- WHAT THE TASK REQUIRES
Give the number of lines in the entries that contain "return". State only the count.

- SUPPLIED RECORDS
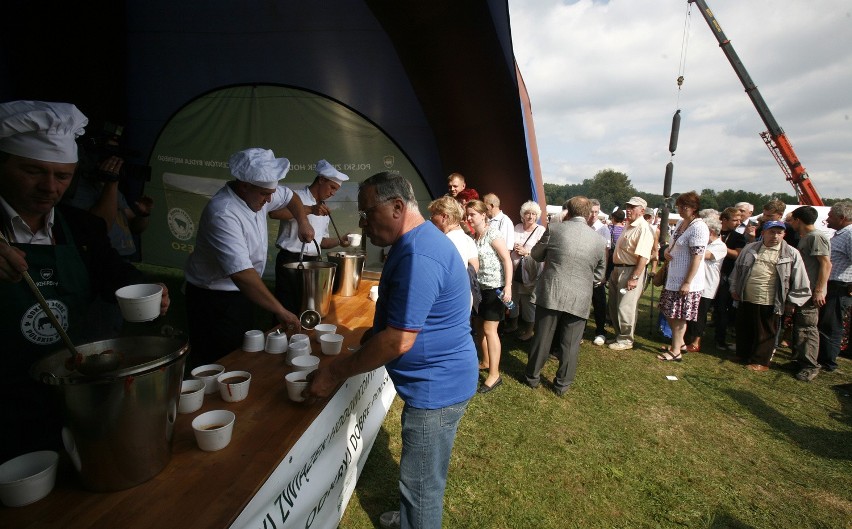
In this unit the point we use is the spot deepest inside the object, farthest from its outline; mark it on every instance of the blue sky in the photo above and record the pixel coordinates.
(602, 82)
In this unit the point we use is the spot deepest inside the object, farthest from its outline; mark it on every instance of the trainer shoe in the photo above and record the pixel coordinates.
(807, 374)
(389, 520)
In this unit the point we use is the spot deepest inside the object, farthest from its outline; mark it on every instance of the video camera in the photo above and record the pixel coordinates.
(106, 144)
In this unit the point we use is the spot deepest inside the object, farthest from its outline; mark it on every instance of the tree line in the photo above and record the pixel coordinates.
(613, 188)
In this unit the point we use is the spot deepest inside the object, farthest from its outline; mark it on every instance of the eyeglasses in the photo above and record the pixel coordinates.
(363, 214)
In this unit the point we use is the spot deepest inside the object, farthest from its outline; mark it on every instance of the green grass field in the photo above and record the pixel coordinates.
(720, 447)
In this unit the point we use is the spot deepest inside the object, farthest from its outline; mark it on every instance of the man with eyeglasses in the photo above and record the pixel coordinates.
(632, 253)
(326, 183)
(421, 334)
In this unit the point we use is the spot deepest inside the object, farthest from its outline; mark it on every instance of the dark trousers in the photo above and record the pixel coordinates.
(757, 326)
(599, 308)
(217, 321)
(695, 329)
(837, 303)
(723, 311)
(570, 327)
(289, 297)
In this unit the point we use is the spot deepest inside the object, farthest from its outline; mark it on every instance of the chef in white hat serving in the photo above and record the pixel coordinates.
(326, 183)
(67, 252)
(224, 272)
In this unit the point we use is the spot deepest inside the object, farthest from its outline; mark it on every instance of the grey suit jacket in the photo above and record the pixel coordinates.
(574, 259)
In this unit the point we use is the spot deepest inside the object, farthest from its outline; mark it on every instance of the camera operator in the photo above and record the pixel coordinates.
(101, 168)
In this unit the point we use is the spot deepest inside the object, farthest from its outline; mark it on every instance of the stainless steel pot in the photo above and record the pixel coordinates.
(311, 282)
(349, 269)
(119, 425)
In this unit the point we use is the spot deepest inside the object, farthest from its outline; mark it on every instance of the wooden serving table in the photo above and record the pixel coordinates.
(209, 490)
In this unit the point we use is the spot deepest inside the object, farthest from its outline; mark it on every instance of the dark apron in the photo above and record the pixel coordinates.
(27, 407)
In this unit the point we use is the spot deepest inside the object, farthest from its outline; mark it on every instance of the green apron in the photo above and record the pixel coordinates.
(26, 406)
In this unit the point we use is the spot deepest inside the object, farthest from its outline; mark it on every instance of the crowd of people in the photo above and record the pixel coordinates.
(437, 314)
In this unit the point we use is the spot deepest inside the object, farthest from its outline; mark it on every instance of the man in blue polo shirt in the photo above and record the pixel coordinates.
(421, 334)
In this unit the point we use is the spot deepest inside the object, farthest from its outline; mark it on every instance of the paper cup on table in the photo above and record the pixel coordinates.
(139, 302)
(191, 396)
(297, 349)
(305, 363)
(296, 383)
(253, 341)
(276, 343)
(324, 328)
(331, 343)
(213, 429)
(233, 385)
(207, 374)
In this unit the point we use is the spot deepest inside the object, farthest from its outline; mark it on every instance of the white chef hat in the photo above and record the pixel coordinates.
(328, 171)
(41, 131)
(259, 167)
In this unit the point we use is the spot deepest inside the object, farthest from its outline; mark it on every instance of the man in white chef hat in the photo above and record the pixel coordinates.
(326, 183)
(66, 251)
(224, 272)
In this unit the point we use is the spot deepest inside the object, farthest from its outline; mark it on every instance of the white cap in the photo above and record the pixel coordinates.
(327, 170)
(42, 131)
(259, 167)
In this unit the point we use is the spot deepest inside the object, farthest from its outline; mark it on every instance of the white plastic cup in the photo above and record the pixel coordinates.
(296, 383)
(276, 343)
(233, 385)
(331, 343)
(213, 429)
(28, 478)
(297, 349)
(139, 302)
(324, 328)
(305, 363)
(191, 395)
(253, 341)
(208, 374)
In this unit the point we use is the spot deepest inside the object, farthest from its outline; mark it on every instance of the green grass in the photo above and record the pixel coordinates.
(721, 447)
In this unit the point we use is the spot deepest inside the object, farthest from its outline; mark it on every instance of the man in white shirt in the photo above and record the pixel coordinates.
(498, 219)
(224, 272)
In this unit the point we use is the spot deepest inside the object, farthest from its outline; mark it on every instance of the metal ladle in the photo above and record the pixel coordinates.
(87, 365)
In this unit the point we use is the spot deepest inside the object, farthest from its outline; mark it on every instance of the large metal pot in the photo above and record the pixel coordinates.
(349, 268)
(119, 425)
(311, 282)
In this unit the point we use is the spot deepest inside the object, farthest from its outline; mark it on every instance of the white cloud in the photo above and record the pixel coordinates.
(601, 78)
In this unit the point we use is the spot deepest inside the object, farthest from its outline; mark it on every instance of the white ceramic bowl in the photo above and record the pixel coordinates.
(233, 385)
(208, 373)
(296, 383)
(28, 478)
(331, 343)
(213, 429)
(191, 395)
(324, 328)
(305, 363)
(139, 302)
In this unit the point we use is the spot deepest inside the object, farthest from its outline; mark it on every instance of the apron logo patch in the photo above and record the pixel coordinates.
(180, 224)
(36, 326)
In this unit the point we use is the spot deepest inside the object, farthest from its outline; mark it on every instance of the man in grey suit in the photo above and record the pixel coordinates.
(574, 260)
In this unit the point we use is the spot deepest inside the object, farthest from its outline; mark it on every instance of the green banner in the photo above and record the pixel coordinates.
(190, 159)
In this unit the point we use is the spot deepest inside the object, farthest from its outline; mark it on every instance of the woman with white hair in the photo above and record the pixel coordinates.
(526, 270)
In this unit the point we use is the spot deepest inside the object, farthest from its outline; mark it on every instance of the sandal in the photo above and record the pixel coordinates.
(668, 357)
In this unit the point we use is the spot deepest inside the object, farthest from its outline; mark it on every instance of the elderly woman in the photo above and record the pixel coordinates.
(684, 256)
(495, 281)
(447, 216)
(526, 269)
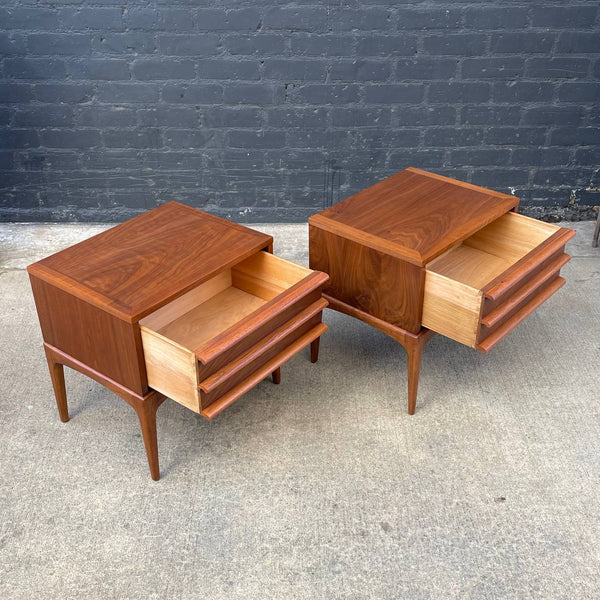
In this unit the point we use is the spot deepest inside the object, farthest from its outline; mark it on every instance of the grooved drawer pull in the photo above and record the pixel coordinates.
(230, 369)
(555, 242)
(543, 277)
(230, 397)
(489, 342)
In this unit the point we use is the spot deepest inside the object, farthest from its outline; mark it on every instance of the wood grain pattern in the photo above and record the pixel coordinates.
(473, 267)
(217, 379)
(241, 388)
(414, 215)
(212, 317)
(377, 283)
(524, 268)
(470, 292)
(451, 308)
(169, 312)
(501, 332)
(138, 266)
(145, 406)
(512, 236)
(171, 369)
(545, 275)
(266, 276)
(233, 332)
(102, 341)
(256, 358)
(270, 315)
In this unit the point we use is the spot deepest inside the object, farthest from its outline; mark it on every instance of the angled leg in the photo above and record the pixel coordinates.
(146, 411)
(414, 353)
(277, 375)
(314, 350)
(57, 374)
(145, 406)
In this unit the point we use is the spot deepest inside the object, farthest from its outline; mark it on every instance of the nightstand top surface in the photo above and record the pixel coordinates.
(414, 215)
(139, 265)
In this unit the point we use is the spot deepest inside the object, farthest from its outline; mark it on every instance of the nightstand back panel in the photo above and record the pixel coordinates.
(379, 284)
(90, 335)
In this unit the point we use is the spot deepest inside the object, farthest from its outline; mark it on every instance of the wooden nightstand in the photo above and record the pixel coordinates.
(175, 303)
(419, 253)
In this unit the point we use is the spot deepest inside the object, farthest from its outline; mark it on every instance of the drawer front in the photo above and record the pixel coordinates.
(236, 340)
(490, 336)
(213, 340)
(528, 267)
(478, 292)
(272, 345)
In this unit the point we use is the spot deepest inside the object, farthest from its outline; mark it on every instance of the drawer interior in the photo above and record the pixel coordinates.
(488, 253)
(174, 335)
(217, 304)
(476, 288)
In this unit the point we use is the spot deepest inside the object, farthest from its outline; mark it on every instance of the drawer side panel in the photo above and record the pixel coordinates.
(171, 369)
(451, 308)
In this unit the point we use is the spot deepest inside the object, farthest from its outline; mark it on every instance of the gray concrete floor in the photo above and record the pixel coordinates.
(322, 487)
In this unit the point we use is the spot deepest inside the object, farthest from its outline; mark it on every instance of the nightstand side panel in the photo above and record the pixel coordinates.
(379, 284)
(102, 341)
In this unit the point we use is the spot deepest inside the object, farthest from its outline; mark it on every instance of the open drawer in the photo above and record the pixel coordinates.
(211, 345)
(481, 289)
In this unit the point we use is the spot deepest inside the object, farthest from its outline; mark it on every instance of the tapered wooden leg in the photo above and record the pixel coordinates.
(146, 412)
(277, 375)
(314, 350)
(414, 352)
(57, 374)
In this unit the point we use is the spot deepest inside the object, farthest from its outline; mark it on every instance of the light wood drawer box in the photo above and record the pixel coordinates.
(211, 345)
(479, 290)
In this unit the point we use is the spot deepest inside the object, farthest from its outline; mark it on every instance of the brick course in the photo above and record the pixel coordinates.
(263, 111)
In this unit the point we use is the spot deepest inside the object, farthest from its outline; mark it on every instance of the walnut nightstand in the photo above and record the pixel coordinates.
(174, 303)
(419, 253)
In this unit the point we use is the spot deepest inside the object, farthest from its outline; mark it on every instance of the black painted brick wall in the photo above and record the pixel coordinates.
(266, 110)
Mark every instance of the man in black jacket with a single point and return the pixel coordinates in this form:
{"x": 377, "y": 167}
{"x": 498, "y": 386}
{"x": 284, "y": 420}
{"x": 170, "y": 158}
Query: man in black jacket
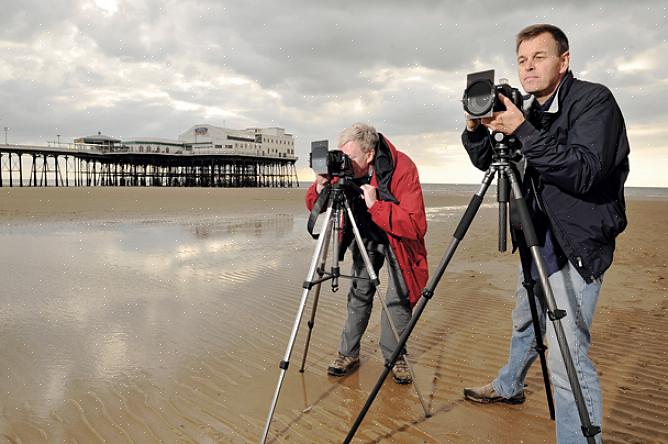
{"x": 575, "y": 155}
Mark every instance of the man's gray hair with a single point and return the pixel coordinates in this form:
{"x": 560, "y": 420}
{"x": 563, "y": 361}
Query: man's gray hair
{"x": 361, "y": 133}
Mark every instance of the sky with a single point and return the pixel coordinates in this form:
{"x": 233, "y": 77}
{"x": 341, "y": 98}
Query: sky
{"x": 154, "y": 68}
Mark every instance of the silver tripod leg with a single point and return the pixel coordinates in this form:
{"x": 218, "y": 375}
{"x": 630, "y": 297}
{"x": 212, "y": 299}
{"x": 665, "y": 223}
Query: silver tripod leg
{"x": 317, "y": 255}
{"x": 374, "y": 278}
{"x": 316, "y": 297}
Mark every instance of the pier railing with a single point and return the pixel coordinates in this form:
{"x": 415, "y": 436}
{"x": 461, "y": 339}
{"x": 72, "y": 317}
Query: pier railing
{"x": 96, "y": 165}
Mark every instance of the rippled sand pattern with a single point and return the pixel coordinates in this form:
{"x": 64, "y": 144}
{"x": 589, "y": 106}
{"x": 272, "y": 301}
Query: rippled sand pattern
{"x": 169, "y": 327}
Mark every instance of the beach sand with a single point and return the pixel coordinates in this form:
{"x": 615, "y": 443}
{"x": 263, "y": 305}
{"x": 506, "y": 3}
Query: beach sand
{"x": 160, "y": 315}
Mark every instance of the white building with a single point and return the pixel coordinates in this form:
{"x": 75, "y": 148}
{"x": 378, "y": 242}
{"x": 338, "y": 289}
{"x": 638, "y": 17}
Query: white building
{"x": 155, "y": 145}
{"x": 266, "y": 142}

- FINISHED EXERCISE
8